• Задание: Напишите продолжение текста об иконе как явлении современной культуры, начав сразу после его последнего предложения.

• Приведённый текст:
*-*-*

Значение иконы для православной культуры велико, и это общеизвестно. Но до сих пор исследователи предпочитали говорить об этом явлении только в исторической ретроспективе, и мало кто обращал внимание на икону как на фактор современной культуры. Тем не менее, изучение иконы, какой она предстает в XX веке, дает представление о ней как раз как о явлении современной культуры, а не только как о памятнике прошедших эпох. Пережив открытие в начале века, икона прошла сложный путь испытания на прочность, и потому, вернувшись в культурную традицию в конце столетия, она обретает новое значение. Это новое значение ничуть не противоречит тому, что изначально вкладывалось в понятие «икона», но было со временем несколько оттеснено или предано забвению в последующие исторические периоды (особенно в Синодальный период). Более того, именно XX век, большая часть которого прошла под знаком отрицания иконы, показал, что созданная в определенный период, в определенной культурной и конфессиональной среде, икона находит свое место в новых условиях, в поликонфессиональном мире, где культура ориентирована на иные ценности.

*-*-*

• Предоставленные записи:
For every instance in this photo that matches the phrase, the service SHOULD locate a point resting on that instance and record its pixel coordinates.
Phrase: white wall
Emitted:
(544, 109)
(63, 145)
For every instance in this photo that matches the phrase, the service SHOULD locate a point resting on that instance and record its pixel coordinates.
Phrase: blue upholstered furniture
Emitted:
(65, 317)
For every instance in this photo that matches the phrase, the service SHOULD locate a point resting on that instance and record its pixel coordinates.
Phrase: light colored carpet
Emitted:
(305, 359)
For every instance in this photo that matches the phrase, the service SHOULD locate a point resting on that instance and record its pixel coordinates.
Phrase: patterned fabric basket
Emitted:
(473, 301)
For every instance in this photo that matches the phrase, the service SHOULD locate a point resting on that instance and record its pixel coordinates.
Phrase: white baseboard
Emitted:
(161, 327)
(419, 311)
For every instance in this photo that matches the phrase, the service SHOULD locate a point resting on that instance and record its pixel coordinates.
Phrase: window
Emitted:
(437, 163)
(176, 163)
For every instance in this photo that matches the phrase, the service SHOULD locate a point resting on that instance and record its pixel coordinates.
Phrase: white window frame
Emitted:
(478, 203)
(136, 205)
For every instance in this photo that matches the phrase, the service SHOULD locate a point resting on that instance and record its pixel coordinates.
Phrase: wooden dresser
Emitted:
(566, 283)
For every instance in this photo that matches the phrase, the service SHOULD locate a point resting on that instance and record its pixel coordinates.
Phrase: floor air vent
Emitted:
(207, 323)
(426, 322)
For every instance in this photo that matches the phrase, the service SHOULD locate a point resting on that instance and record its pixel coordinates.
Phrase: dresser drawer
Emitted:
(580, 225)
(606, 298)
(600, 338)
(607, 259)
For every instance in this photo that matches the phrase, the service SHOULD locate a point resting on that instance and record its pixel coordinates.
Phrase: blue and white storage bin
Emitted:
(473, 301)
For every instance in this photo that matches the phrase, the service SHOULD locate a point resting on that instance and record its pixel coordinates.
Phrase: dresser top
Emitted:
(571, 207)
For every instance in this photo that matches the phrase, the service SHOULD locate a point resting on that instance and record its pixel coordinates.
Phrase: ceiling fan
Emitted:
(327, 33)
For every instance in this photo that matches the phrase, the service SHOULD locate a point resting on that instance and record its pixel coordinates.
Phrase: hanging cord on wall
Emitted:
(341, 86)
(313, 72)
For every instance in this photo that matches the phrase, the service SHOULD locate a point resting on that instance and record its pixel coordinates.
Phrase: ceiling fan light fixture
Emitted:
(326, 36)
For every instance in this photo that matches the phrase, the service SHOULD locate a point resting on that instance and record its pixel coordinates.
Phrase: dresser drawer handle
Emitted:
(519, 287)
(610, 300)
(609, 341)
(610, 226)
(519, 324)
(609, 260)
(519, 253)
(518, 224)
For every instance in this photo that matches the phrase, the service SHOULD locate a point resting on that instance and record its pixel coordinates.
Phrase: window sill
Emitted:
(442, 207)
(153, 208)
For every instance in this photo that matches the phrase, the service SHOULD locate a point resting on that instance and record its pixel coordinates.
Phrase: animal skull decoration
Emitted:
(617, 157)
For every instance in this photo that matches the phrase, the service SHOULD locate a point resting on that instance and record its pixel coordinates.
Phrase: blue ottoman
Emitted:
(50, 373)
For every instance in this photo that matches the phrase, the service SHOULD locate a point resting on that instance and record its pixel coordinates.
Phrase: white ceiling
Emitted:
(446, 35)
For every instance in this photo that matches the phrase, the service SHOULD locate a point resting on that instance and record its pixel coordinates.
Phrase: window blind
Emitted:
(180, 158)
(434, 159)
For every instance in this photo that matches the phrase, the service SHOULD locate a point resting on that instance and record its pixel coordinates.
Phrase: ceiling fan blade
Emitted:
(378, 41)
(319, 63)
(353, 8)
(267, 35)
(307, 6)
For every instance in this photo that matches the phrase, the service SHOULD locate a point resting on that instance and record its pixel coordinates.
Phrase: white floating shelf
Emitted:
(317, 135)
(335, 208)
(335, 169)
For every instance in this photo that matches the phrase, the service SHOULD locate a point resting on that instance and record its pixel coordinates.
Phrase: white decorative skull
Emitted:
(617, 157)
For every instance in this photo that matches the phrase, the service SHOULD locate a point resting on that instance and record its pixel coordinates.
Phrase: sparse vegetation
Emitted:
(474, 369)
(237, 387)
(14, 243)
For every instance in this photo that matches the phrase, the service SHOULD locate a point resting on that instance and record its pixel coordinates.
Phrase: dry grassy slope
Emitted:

*-*-*

• Ответ ниже:
Актуальность и перспективность темы заключается еще и в том, что сегодня иконописная традиция проявляет устойчивую тенденцию к возрождению. Но этот процесс далеко неоднозначен, не случайно, вокруг него происходят ожесточенные споры. По мере того, как Церковь все больше интегрируется в современное российское общество, тема церковного искусства становится все более популярной, в то же время в ней выявляются новые проблемы. По мере расширения иконописной традиции неизбежно возникают вопросы о ее корнях и основаниях, о критериях мастерства, об отношении к канону, о соотношении светского и церковного в этом виде искусства. Очень многие вопросы не имеют однозначного ответа. Как писать иконы сегодня? Кто может заниматься этим ремеслом? Что такое иконопись — благочестивое ремесло или высокое искусство? Какой должна быть икона XXI века? Что такое канон и как его воспринимает современный художник? Как соотносятся понятия «канон» и «стиль»? Какова роль образцов сггодня? Обречен ли иконописец, основываясь на понятии канона, повторять древние формы или он может дерзнуть создать нечто новое? Как соотносятся такие понятия как «традиция» и «новаторство»? Иконопись — это искусство церковное, а, следовательно, анонимное. Может ли быть икона авторской? Эти и многие другие вопросы неизбежно возникают перед современным иконописцем и также перед исследователем этого искусства. Сегодня до конца еще не ясны границы иконописной традиции, формы ее существования, критерии. Эти вопросы усугубляются также постоянно изменяющимся контекстом современной культуры, внутри которой существует иконописная традиция. Разобраться во всех вопросах и понять смысл происходящего в современном церковном искусстве невозможно без ясного представления о том, как оно существовало на протяжении XX столетия.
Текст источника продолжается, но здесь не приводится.